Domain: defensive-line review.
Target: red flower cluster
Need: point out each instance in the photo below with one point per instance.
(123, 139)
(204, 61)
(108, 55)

★ ★ ★

= Task =
Reproduce only the lines between the line containing "Target: red flower cluster" and the last line of the records, those two lines included, exactly.

= Result of the task =
Target: red flower cluster
Need: point out each instance in the photo below with one point per instance.
(123, 139)
(204, 61)
(108, 55)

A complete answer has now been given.